Precious Time is the third studio album by American singer Pat Benatar, released on July 6, 1981, through the Chrysalis label. The album peaked at number one on the United States' Billboard 200, her only album to do so in any country, and was certified as Double Platinum in sales in the US.

Its lead single was the mid-tempo "Fire and Ice", which was a Top 20 hit on the Billboard Hot 100 and a number 2 hit on the Mainstream Rock chart.  It became her largest hit to that point in Canada peaking at number 4 on the RPM Singles Chart but only made the Top 30 in Australia and New Zealand.  The song won Benatar the Grammy Award for Best Female Rock Vocal Performance in 1982.  Precious Times second single, the rapid guitar-driven "Promises in the Dark", one of the few Benatar singles written by her and husband Neil Giraldo, was most successful in France, where it reached number 16, while reaching number 38 on the US Billboard Hot 100 and number 16 on the US Mainstream Rock chart.  It also made the Top 30 in Canada but did not chart in any other countries.

◆ Stated problem 1
Extract the passage of the Precious Time text from "Precious Time is" to "sales in the US.", copying it word for word.
◆ Stated problem 2
Extend the Precious Time album text, picking up right after its last sentence.
The listing that follows is separate material, unrelated to the album text.

◆ Data shown
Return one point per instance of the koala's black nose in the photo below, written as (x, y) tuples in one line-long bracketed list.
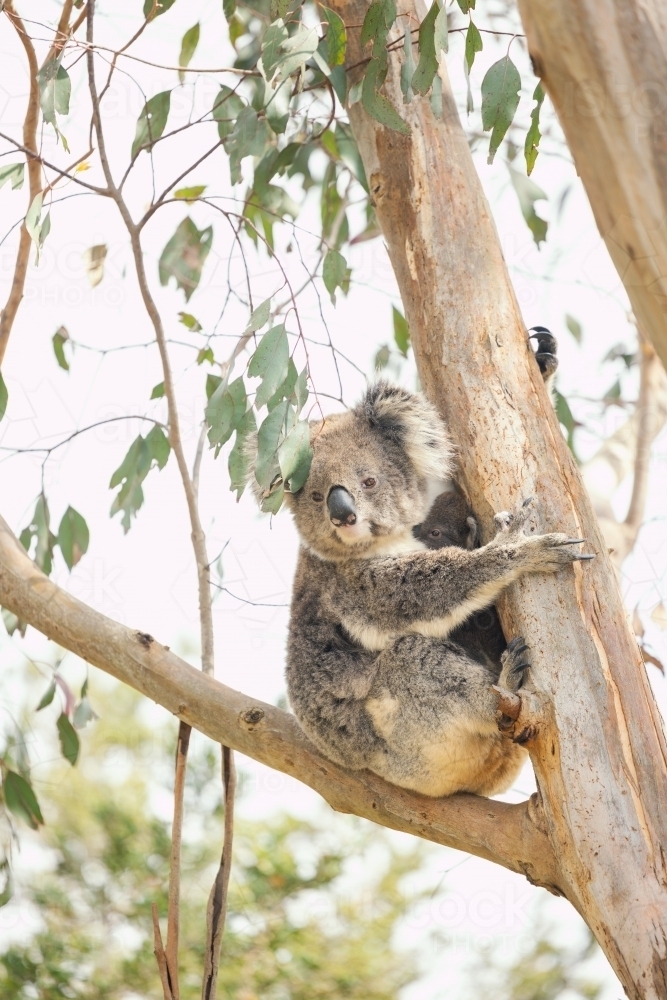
[(341, 507)]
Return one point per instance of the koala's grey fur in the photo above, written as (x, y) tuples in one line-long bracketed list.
[(373, 675), (450, 521)]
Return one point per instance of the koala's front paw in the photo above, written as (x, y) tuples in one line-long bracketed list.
[(509, 525), (549, 553)]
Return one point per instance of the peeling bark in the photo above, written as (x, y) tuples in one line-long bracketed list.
[(604, 65), (599, 751)]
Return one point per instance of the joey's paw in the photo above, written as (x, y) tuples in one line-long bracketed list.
[(545, 350), (509, 523), (551, 552), (515, 661)]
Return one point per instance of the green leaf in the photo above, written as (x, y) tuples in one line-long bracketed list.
[(534, 135), (295, 456), (336, 37), (528, 193), (190, 194), (401, 331), (60, 338), (206, 354), (162, 7), (21, 800), (55, 88), (407, 67), (441, 33), (189, 321), (474, 44), (248, 139), (500, 99), (334, 272), (4, 397), (274, 36), (428, 62), (227, 106), (285, 390), (575, 327), (378, 106), (13, 172), (188, 45), (184, 256), (270, 362), (73, 537), (268, 438), (301, 390), (69, 740), (239, 457), (93, 261), (151, 122), (47, 697)]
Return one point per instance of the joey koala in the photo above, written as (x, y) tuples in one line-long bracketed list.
[(373, 674), (450, 521)]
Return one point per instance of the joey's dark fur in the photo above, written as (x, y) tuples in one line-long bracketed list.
[(374, 676)]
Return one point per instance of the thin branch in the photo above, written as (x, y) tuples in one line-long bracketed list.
[(34, 181), (511, 835), (173, 911), (216, 911)]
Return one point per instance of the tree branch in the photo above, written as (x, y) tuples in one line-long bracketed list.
[(510, 835)]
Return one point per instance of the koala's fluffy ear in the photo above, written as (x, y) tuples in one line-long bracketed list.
[(413, 423)]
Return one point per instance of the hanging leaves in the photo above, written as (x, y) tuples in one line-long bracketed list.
[(474, 45), (189, 44), (534, 135), (184, 256), (21, 800), (500, 99), (93, 261), (13, 172), (60, 338), (151, 122), (69, 740), (336, 37), (401, 331), (335, 273), (143, 454), (73, 537), (528, 193), (428, 62)]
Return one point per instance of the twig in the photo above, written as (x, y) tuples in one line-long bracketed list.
[(34, 181), (160, 957), (173, 910), (216, 910)]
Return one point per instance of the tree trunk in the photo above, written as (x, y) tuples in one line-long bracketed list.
[(599, 753), (604, 65)]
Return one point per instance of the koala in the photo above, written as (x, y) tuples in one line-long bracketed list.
[(450, 521), (373, 674)]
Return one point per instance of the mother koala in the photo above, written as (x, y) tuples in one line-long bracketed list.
[(372, 676)]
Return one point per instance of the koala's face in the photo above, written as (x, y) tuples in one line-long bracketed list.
[(367, 484)]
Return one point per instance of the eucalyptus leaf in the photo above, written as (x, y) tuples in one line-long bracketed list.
[(500, 100), (151, 122)]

◆ Response 1
Precious Time is the third studio album by American singer Pat Benatar, released on July 6, 1981, through the Chrysalis label. The album peaked at number one on the United States' Billboard 200, her only album to do so in any country, and was certified as Double Platinum in sales in the US.

◆ Response 2
Peaking at number 2, Precious Time was Benatar's third straight Top 3 album in Canada, although its Double Platinum sales certification in that country was less than her first two albums.  It was another major hit for Benatar in France, rising to number 3, and was the first of two number 2 albums she would attain in New Zealand.  It was her first Top 10 album in Australia and Sweden (her only one there) and was her first album to reach the Top 30 in both the United Kingdom and Norway.  The album was remastered and reissued on Capitol Records in 2006.

Record World called the title track a "volatile rocker" and said that "the opening drama explodes with guitar fire."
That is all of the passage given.